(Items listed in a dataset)
__________

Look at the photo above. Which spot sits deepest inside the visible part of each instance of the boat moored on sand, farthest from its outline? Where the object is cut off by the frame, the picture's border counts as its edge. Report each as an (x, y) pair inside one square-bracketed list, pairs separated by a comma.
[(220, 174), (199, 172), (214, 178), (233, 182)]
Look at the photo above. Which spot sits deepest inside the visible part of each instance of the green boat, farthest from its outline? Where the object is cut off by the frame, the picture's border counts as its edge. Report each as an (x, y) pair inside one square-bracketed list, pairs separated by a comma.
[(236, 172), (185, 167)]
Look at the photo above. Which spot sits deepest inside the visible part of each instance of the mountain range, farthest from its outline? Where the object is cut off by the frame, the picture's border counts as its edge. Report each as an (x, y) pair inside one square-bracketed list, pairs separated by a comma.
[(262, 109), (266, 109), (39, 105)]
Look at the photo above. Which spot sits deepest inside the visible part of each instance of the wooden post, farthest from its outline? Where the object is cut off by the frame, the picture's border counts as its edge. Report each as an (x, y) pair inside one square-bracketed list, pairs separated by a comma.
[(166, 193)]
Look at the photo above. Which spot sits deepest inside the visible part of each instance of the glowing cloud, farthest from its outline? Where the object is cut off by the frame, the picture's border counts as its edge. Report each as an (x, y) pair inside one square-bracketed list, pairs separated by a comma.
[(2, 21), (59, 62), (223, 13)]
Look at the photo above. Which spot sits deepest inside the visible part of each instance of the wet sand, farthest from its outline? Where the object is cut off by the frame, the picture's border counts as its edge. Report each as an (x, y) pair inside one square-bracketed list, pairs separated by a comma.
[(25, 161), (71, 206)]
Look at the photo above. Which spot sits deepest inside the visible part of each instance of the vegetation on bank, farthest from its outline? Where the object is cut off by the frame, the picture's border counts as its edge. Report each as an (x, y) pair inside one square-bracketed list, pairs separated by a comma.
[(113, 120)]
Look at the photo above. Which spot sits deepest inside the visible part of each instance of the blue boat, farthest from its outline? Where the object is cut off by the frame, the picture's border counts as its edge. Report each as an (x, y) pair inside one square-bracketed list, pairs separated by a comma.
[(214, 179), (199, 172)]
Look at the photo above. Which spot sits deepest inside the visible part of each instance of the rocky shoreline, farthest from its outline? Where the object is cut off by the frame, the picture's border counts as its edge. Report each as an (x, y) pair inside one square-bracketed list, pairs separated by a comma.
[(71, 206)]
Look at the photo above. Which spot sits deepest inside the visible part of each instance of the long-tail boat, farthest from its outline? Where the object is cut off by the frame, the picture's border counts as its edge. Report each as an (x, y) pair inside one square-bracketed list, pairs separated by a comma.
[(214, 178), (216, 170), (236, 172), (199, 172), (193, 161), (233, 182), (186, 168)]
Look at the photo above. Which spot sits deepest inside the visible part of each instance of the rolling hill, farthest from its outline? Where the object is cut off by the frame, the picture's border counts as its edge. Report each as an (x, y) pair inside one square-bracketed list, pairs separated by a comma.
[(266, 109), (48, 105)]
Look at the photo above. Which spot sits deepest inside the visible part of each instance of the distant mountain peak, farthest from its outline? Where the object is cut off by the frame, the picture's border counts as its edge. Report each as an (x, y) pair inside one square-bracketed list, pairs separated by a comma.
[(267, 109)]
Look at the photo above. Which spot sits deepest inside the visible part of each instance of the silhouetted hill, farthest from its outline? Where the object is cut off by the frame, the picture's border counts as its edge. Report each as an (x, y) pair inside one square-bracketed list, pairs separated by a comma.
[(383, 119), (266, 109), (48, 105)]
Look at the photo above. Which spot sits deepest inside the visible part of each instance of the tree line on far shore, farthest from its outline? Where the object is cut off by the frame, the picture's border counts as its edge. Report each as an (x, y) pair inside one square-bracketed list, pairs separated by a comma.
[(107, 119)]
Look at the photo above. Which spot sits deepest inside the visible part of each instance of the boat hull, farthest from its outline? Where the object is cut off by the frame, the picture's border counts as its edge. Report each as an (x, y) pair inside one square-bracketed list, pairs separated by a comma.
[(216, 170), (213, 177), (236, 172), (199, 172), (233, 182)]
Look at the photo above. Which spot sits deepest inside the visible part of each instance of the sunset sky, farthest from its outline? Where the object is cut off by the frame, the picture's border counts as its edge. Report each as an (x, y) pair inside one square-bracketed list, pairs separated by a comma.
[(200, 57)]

__________

__Aim of the exercise__
Exactly as shown, give every record again.

__Reply to the task__
Look at the photo above. Which spot sits deepest inside the visible part of each instance of the boat moored on sand, farthest from its outline? Where the object is cut off by the frame, the picture's border counts as its edge. Report each as an (x, y) pair inside one square-bracketed list, pairs separated by a comma.
[(220, 174), (199, 172), (214, 178), (233, 182)]
Look at the photo above. Which spot sits deepest inside the visible part of each instance of the green boat, farthest from its outline? Where the object is cut off by the frame, the picture's border counts as its edge. Report each as an (x, y) pair inside one square-bracketed list, pairs separated by a comma.
[(236, 172), (185, 167)]
Look at the photo above. Which spot sits deepest inside the visible part of each instance of the mountain range, farthest from its outline? Where the object is cut off by the frame, the picture's border counts as its edge. Report each as an (x, y) pair inside one square-bracketed list, pairs separated by a comma.
[(262, 109), (266, 109), (39, 105)]
Look at the photo above. Which spot sits deepest inside the visible part of each instance of the wooden post, farthest from its outline? Where the object is cut off by the frame, the picture's border counts as its edge. Report each as an (x, y) pair inside one square-bracketed list, pairs separated by a comma.
[(166, 193)]
Look at the photo above. Which spot sits deepest inside the visible part of each instance of the glowing cloud, farthest from its outline? Where the object is cut off by the frame, the picture's border counts as its edge. Report each as an (x, y) pair inside one square-bracketed list, pairs separated by a comma.
[(2, 21), (59, 62), (223, 13)]
Look at the photo above. Which spot sits deepest inside the visible part of each instance of the wet sand, farthest from its outline? Where the object is cut off by the frame, the picture's border counts as its edge. Report each as an (x, y) pair inside one square-bracketed list, pairs separated by a comma.
[(25, 161), (71, 206)]
Look at the photo above. Which spot sits deepest inside the visible part of each instance of the vegetation on bank, farthest from its outline? Where the object is cut off by the frame, the picture's border counts as its edge. Report each as an (x, y) pair inside one square-bracketed list, pairs separated by a comma.
[(113, 120)]
Look at the photo above. Which spot sits deepest inside the visible part of each instance of the blue boat, farthest from its outline? Where the object is cut off by the frame, the picture's border counts as its edge. Report each as an (x, y) pair inside one square-bracketed list, pairs separated by a comma.
[(214, 179), (199, 172)]
Look at the photo above. Which spot sits deepest inside the visible part of each instance of the rocky shoreline, farthest from its outline? Where the object is cut off by the frame, the picture's border counts as its edge. Report each as an (x, y) pair inside one square-bracketed list, pairs separated by a comma.
[(71, 206)]
Look at the photo above. Which spot sits deepest inside the visible part of each instance of the long-tail boat, farthest from its outline? Where the object is cut off by the frame, the picture's border counts as its edge. Report each as an (x, y) pair inside one square-bracketed list, pairs separated by a comma.
[(214, 178), (216, 170), (236, 172), (199, 172), (193, 161), (233, 182), (186, 168)]
Look at the photo above. Which spot sits deepest inside the visible part of each instance of the rolling hill, farthest from its outline? Where the object is cut off by the frame, the picture's border counts as its edge. Report each as an (x, y) pair inside one square-bracketed list, pairs separated by a comma.
[(266, 109), (48, 105)]
Look at the photo above. Which spot sits deepest inside the visible part of each instance of the distant mountain peak, farthest from its outline? Where the object is cut off by the frame, the picture's border counts as its edge. Report each as an (x, y) pair inside one square-bracketed list, pairs separated by a comma.
[(267, 109)]
Look at the photo above. Which spot sits deepest inside the visible part of each instance of the silhouetted hill, farthest from its outline? Where the object is cut off by the frame, the picture's border counts as its edge. Report each as an (x, y) pair inside one square-bracketed list, pairs separated by a comma.
[(383, 119), (266, 109), (48, 105)]
Look at the photo above. Which spot sits deepest inside the visible part of each instance of the tree line on far shore, farthest from its outline? Where the object is cut off by the frame, the picture's border counts as its edge. Report each as an (x, y) pair inside one square-bracketed list, pairs separated by a comma.
[(107, 119)]
Look at the photo above. Which spot sits deepest inside the visible part of each instance of the boat hull, farthest from its outline? Where the object is cut off by the frame, the picture's border counts as its edge. Report each as an (x, y) pair inside one square-bracketed list, pairs separated by a comma.
[(216, 170), (213, 177), (236, 172), (199, 172), (233, 182)]
Look at the photo above. Which spot sits deepest inside the visible part of each instance of the sunset sky, farthest from its outline? Where the object is cut off by the frame, the picture's border counts as its edge. Report each as an (x, y) pair inside one square-bracketed list, pairs separated by a comma.
[(200, 57)]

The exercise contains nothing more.